Would you return the records below character for character, without any images?

[[ Extracted data open ]]

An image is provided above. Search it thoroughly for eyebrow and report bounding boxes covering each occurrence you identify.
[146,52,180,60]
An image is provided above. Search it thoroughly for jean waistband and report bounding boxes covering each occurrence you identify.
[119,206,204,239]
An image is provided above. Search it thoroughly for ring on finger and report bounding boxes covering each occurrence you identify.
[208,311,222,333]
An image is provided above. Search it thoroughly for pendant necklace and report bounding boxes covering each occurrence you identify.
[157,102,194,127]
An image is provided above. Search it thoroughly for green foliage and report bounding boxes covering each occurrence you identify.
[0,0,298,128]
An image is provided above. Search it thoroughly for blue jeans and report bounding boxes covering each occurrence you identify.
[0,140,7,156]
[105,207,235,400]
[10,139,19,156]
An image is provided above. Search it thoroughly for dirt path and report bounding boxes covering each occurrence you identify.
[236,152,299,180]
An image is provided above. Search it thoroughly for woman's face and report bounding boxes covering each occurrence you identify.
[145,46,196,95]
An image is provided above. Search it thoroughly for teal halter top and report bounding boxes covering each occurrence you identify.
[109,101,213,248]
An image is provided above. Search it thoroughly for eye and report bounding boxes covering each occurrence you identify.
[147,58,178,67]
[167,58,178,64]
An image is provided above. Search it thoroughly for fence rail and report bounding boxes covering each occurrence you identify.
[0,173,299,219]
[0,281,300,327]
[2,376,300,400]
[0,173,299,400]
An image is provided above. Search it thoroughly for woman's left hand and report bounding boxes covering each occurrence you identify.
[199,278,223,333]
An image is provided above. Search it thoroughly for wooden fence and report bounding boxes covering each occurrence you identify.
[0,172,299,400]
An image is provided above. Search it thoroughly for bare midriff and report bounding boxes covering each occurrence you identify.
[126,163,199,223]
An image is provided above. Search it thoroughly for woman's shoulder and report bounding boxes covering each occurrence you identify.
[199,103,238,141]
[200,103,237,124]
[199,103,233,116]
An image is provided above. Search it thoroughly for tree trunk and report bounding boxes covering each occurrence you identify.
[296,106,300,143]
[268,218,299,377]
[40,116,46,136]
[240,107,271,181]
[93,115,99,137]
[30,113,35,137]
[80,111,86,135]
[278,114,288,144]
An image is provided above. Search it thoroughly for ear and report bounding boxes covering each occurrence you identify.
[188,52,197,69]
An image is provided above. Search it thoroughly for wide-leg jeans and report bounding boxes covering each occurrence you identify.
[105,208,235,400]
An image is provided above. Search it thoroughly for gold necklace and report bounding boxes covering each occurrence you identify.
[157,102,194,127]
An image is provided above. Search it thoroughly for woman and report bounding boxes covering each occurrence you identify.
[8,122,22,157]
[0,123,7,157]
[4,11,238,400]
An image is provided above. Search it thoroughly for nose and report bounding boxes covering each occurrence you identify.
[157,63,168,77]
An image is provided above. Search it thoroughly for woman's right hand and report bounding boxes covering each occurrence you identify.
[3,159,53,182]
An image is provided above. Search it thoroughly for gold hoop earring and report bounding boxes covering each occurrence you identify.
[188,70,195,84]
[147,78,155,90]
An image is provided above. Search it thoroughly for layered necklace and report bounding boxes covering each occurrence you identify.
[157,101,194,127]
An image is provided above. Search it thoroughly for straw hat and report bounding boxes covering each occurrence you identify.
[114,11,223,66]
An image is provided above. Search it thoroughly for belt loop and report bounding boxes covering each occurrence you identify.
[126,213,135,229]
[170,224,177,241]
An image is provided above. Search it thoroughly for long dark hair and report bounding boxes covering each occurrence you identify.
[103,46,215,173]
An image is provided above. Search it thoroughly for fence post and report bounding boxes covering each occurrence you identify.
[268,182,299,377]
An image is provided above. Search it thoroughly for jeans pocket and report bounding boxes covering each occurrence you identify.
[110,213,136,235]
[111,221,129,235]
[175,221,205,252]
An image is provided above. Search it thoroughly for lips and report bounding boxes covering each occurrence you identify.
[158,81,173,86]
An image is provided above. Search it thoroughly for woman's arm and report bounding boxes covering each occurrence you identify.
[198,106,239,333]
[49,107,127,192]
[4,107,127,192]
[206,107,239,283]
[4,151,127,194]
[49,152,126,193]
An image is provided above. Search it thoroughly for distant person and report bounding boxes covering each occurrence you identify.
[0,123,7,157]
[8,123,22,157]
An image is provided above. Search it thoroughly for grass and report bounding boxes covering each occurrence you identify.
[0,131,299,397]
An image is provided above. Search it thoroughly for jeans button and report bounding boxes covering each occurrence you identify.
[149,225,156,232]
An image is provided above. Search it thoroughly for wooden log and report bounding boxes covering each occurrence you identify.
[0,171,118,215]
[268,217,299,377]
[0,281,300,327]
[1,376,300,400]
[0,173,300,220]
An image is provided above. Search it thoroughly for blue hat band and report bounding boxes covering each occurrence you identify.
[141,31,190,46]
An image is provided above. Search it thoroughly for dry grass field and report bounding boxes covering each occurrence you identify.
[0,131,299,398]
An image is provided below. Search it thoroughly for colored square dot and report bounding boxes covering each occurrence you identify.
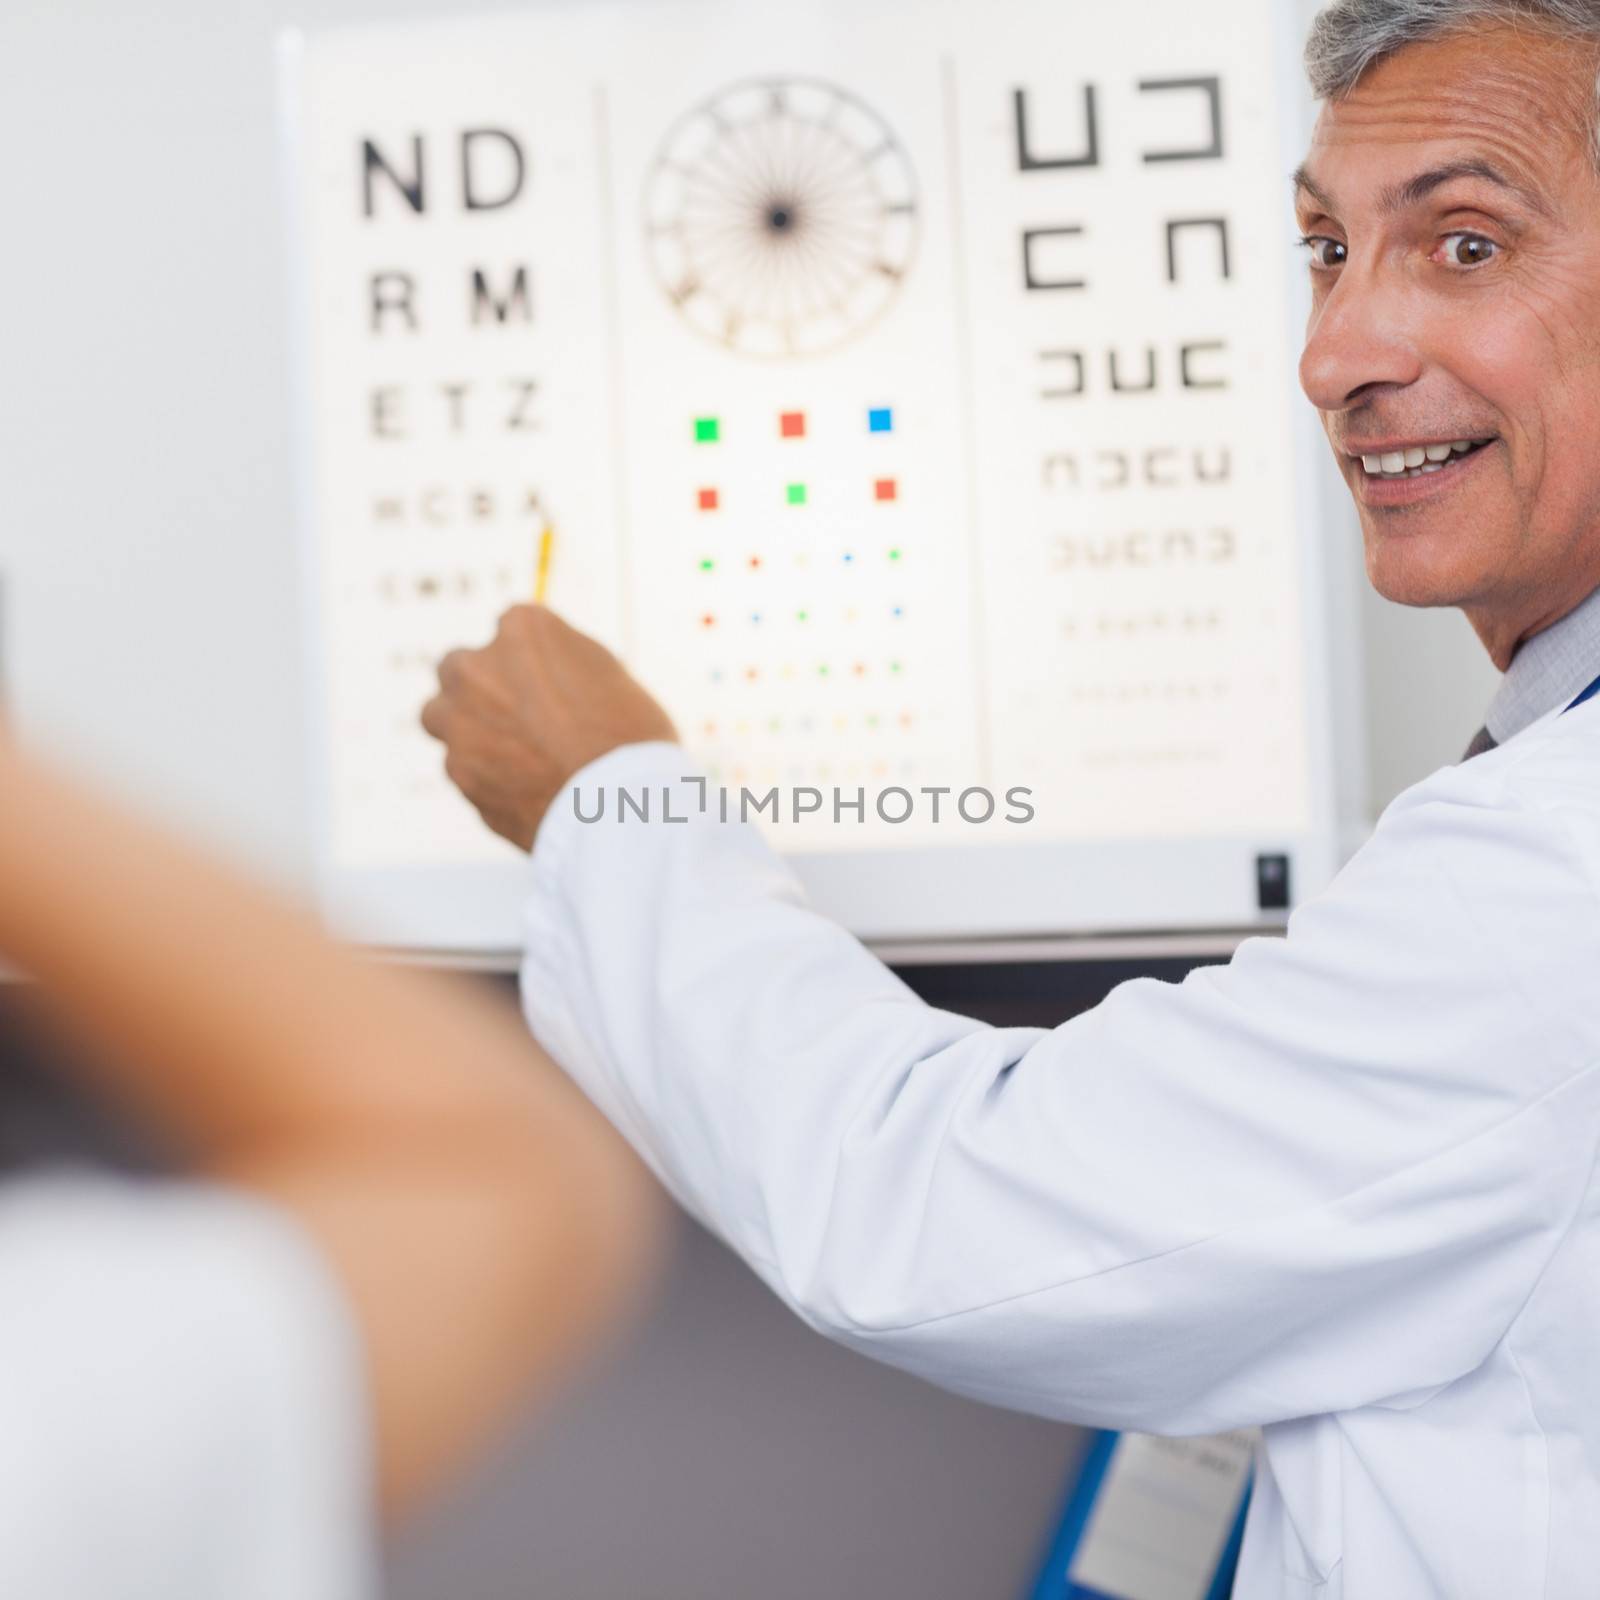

[[ Extracted data closed ]]

Your response:
An image is provided above. Search it thoroughly for eyebrow and report bounding boxes covering each occurrence you identify.
[146,52,180,60]
An image is provided above. Search it thoroughly for jean waistband and report bounding boxes covering each occurrence you identify.
[119,206,204,239]
An image is provided above. Search it thoroughly for ring on finger and report bounding boxes covering each occurrence you identify.
[208,311,222,333]
An image is provided above. Search it thoroughly for pendant necklace and report bounding boxes covering each occurrence you identify.
[157,102,194,127]
An image is provided above. Search it thoroughly for green foliage and report bounding boxes covering each occurrence you identify.
[0,0,298,128]
An image is provided above. Search it thoroughly for blue jeans and report bounding boxes covering each occurrence you identify.
[0,140,7,156]
[105,207,235,400]
[10,139,19,156]
An image is provided above. Search it thoroughly for dirt path and report bounding boxes covering each occurrence you identify.
[236,152,299,180]
An image is provided above. Search it thoroughly for woman's face and report bounding boxes covering each occurrence you identify.
[145,46,196,95]
An image is provided above. Search it thoroughly for teal halter top and report bounding boxes covering each occurrence you identify.
[109,101,213,248]
An image is provided above. Search it thoroughly for eye and report bounding boxes covering each occurrence you identify.
[147,58,178,67]
[167,58,178,64]
An image is provided above. Search it thoroughly for fence rail and report bounding boxes covering each occurrence you identify.
[0,173,299,219]
[0,281,300,327]
[2,376,300,400]
[0,173,299,400]
An image is provided above. Search it thoroughly for woman's left hand and report bounding boxes covering each occurrence you identify.
[199,278,223,333]
An image is provided above. Search it thoroughly for wooden fence and report bounding boxes covering each occurrence you identify.
[0,172,299,400]
An image is provided above. Search it thoroughly for bare midriff and report bounding boxes covering each occurrence you identify.
[126,163,199,223]
An image is provided above. Search it thoroughly for woman's shoulder and report bounding boxes covering each occurrence you identify.
[199,103,238,141]
[200,103,237,124]
[199,103,233,116]
An image is provided above. Search it thoroughly for tree trunk and report bounding boxes covering each occurrence you identify.
[296,106,300,143]
[268,218,299,377]
[40,116,46,136]
[240,107,271,181]
[93,115,99,137]
[30,113,35,137]
[80,111,86,135]
[278,114,288,144]
An image is provided above. Search it thoroughly for ear and report bounding boxes covering each occurrence you identify.
[188,52,197,69]
An image is provided above. Search it thoroughly for wide-leg jeans and report bounding boxes covering each occurrence you identify.
[105,208,235,400]
An image is provided above. Search it thoroughly for gold necklace and report bounding boxes covering each occurrence you identify.
[157,102,194,127]
An image is provided above. Search it thoroughly for woman and report bounding boxes covering each occurrence you identify.
[8,122,22,157]
[0,123,7,157]
[4,11,238,400]
An image is provided above. Search it thoroughly for nose and report bounding boxes covering each occurrence you identify.
[157,63,168,77]
An image is provided above. Search it thoroughly for woman's right hand and report bounding boxes covering each occurrence you identify.
[3,159,53,182]
An image is provided above. Search it thoroughly for gold hoop earring and report bounding boxes covering each occurrence you identify.
[188,70,195,84]
[147,78,155,90]
An image is provided above. Search it thoroughly for layered necklace and report bounding boxes covering each occurrence you identify.
[157,101,194,127]
An image is provided above. Search it thoroughly for straw hat and report bounding boxes covering each occurrence you identify.
[114,11,223,66]
An image is provided above. Search it thoroughly for belt loop and report bounding boxes covering each occurrence you identify.
[126,213,135,229]
[170,224,177,241]
An image is provided above. Search it thoroughly for long dark hair and report bounding boxes covering each occurrence you identify.
[103,46,215,173]
An image is provided above. Search it thoroughly for fence post and report bounding boxes covering each occurrence you identify.
[268,182,299,377]
An image is provided above. Search it thoroughly for jeans pocket and report bounding boxes covering each occurrence you identify.
[110,213,136,235]
[111,221,129,235]
[175,221,205,252]
An image is provided above. Search it thoroughly for lips and report bounding boxes covering each occurrence you identify.
[158,81,173,86]
An image is provided above. Search it thoroughly for woman's arm and report bounding boxes covering each occurrence you identify.
[198,106,239,333]
[49,107,127,192]
[4,107,127,192]
[206,107,239,283]
[4,151,127,194]
[49,152,126,193]
An image is provided above. Search it thoroughly for distant person and report bounding boxes covering each occurrence you identify.
[0,123,7,157]
[8,123,22,157]
An image is provided above. Search it thoroughly for grass and report bounding boxes covering each occurrence you identify.
[0,131,299,397]
An image is provided above. Search it thoroughly for jeans button and report bounding boxes covering each occurrence you identify.
[149,225,156,232]
An image is provided above. Search it thoroughly for wooden log and report bounding boxes covering each occurrence you identify.
[0,171,118,215]
[268,217,299,377]
[0,281,300,327]
[1,376,300,400]
[0,173,300,220]
An image is provided above. Search it thoroughly for blue hat band and report bounding boxes covering each occurrence you identify.
[141,31,190,46]
An image is provided above. Search it thoroughly for dry grass field and report bounding boxes covering each occurrence you identify.
[0,131,299,398]
An image is provided below. Search it thoroughly for colored square dot and report bounding boxes covering each occurrence you identify.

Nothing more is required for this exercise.